Write each line of the entries below as a numbered list, leaving out blank lines.

◆ **Data rows**
********
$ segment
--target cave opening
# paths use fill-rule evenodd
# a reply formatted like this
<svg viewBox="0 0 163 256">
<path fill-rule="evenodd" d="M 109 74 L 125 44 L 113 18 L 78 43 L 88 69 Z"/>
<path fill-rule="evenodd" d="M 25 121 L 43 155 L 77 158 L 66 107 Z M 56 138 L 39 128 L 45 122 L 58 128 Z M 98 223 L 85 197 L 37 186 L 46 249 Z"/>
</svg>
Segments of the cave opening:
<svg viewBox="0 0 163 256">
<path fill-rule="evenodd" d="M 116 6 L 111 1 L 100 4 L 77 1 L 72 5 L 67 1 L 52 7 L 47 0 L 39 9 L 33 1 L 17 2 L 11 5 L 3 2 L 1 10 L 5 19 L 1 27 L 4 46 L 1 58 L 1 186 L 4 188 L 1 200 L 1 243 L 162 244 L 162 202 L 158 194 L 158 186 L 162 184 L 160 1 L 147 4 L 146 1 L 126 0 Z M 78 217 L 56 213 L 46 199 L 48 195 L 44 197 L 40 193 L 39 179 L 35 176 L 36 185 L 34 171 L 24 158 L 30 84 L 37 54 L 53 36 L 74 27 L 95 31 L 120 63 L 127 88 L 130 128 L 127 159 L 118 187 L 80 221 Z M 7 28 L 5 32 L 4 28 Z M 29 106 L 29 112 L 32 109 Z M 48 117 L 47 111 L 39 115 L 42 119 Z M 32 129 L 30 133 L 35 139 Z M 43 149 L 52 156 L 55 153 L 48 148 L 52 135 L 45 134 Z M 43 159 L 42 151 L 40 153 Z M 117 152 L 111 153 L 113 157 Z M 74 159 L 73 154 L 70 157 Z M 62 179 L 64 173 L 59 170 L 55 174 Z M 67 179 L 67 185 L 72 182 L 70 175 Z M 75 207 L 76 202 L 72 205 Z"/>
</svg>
********
◆ **Solved exercise**
1. $ segment
2. --target cave opening
3. # paths use fill-rule evenodd
4. # a reply formatted like this
5. <svg viewBox="0 0 163 256">
6. <path fill-rule="evenodd" d="M 109 74 L 125 44 L 113 18 L 78 43 L 88 69 Z"/>
7. <path fill-rule="evenodd" d="M 25 121 L 43 155 L 77 158 L 66 107 Z M 56 138 L 39 128 L 45 122 L 58 128 Z M 98 223 L 85 197 L 37 186 L 46 249 Z"/>
8. </svg>
9. Segments of the cave opening:
10. <svg viewBox="0 0 163 256">
11. <path fill-rule="evenodd" d="M 116 6 L 111 1 L 100 4 L 77 1 L 72 5 L 67 1 L 52 7 L 47 0 L 39 9 L 33 1 L 17 2 L 11 5 L 3 2 L 1 10 L 5 19 L 1 27 L 4 46 L 1 58 L 1 186 L 4 188 L 1 200 L 1 243 L 162 244 L 162 202 L 158 194 L 158 186 L 162 184 L 160 1 L 147 4 L 146 1 L 126 0 Z M 78 217 L 56 213 L 46 199 L 48 195 L 44 197 L 40 193 L 39 179 L 35 176 L 36 185 L 34 171 L 24 158 L 30 84 L 37 54 L 53 36 L 74 27 L 95 31 L 120 63 L 127 88 L 130 128 L 127 159 L 118 187 L 80 221 Z M 7 28 L 5 32 L 4 28 Z M 29 106 L 29 112 L 32 109 Z M 48 117 L 47 111 L 39 115 L 42 119 Z M 32 129 L 30 133 L 35 139 Z M 43 149 L 52 156 L 55 153 L 48 148 L 52 135 L 45 134 Z M 43 159 L 42 151 L 40 153 Z M 117 152 L 111 153 L 113 157 Z M 74 159 L 73 154 L 70 157 Z M 62 179 L 64 173 L 59 170 L 55 174 Z M 67 179 L 67 185 L 72 182 L 70 175 Z M 75 207 L 76 202 L 72 205 Z"/>
12. </svg>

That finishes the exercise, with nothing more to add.